**ABOUT THIS EXERCISE**
The answer must repeat every record exactly, with no pictures in it.

[Referring expression pointing data]
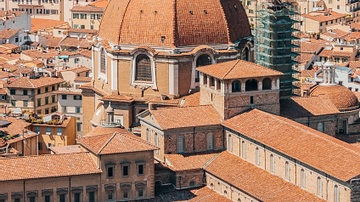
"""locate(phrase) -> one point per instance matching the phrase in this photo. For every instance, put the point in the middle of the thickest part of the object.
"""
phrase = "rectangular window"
(180, 144)
(76, 197)
(25, 103)
(125, 170)
(91, 196)
(140, 169)
(77, 97)
(46, 198)
(62, 198)
(110, 171)
(230, 143)
(48, 130)
(78, 126)
(59, 131)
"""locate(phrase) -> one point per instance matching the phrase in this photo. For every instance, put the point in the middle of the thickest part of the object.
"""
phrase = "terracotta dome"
(343, 98)
(174, 23)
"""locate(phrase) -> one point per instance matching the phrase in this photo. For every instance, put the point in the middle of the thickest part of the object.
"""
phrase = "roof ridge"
(136, 139)
(325, 138)
(107, 142)
(231, 68)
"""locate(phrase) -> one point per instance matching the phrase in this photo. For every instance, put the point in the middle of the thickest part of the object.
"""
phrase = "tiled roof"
(352, 36)
(99, 3)
(205, 194)
(178, 23)
(120, 141)
(74, 42)
(342, 97)
(324, 16)
(316, 149)
(52, 41)
(82, 79)
(169, 118)
(87, 8)
(42, 24)
(257, 182)
(192, 100)
(46, 166)
(335, 33)
(180, 162)
(16, 127)
(237, 69)
(296, 107)
(25, 82)
(8, 33)
(332, 53)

**WRITTEN SOLUTION**
"""locate(phrase) -> one point per instance matching the phrase in this photo. For every instance, put the point in the middle of the thickest part of the object.
"""
phrase = "rectangular window"
(180, 144)
(76, 197)
(25, 103)
(125, 170)
(91, 196)
(140, 169)
(77, 97)
(46, 198)
(62, 198)
(110, 171)
(230, 143)
(48, 130)
(78, 126)
(59, 131)
"""locate(phrase) -> one point per instance matching the phrase in this photo. For every instance, put the point in the middle of the thickest part of the object.
"""
phrase = "terracotta dome"
(343, 98)
(174, 23)
"""locate(phrase) -> one point per instance matching the phrase in this photo. For every instance, put the point in the middle of the thickest part of the object.
"""
phrase = "roof ridge"
(136, 139)
(325, 138)
(107, 142)
(231, 68)
"""locate(phrase) -> one point per instance matching the phrase in this photo. For every instance, put the point in the middle of the thickest part of the object.
"""
phrase = "tiled roof"
(352, 36)
(99, 3)
(205, 194)
(178, 23)
(120, 141)
(74, 42)
(342, 97)
(324, 16)
(316, 149)
(52, 41)
(82, 79)
(169, 118)
(87, 8)
(42, 24)
(257, 182)
(192, 100)
(46, 166)
(335, 33)
(180, 162)
(16, 127)
(237, 69)
(296, 107)
(25, 82)
(8, 33)
(332, 53)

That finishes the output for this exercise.